Data Analysis with Rust Notebooks

A practical book on Data Analysis with Rust Notebooks that teaches you the concepts and how they’re implemented in practice.

Get the book

Better Plotting with Plotly

Preamble

In [2]:
extern crate plotly;
extern crate nanoid;

use plotly::{Plot, Scatter};
use plotly::common::{Mode};
use nanoid::nanoid;
use std::fs;

let plotly_file = "temp_plot.html";

Introduction

In the last section, we covered how to get plotting with Ploty using Plotly for Rust paired with our very own workaround. If you continued experimenting with this approach before starting this section you may have encountered some limitations:

  • File size. The notebook file from the previous section, plotting-with-plotly.ipynb, weighed in at around $3.4$ MB. This is an unusually large file for what was only a few paragraphs and a single interactive plot.

☆ ☆ ☆ ☆

**SET OF TASKS:**
1. Write out the stretch of the Plotly page from "In the last" through "single interactive plot.".
2. According to the Plotly page, roughly how large was the notebook file from the previous section?
3. Translate this sentence from the Plotly page into Spanish: "This is an unusually large file for what was only a few paragraphs and a single interactive plot."

☆ ☆ ☆ ☆

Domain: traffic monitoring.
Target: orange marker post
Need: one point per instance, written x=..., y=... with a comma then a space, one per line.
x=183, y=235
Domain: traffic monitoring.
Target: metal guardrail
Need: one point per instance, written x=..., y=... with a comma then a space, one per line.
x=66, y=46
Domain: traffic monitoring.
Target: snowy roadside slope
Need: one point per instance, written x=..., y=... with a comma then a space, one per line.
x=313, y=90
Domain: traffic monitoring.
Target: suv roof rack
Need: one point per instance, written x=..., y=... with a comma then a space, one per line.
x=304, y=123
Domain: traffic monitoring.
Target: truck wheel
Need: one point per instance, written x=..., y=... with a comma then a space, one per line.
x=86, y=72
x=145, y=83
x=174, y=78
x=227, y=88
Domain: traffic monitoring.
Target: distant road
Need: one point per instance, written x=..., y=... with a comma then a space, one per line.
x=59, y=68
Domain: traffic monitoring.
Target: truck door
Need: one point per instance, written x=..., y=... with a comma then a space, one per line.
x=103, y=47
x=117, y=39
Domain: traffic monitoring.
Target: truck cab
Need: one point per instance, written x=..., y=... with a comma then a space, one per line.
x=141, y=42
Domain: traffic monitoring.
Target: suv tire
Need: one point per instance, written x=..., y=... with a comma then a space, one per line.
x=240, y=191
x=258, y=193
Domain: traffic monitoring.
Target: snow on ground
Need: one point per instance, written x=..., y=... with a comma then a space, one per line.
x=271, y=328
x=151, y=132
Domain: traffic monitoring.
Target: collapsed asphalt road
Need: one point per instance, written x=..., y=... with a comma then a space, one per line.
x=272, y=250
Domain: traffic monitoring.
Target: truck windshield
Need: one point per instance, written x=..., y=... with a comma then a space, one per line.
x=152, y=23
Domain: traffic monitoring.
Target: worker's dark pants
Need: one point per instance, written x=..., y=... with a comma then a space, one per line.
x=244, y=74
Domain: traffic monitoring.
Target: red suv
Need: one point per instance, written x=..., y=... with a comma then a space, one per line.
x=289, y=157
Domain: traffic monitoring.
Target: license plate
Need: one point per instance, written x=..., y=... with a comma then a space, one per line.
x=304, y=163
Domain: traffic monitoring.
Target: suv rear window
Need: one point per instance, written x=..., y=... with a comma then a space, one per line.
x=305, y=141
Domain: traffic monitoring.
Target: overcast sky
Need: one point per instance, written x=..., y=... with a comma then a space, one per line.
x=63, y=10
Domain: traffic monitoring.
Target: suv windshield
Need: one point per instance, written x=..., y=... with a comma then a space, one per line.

☆ ☆ ☆ ☆

**SOLUTIONS TO THE TASKS:**
1.
In the last section, we covered how to get plotting with Ploty using Plotly for Rust paired with our very own workaround. If you continued experimenting with this approach before starting this section you may have encountered some limitations:

  • File size. The notebook file from the previous section, plotting-with-plotly.ipynb, weighed in at around $3.4$ MB. This is an unusually large file for what was only a few paragraphs and a single interactive plot.

2. Around 3.4 MB.

3. Este es un archivo inusualmente grande para lo que eran solo unos pocos párrafos y un único gráfico interactivo.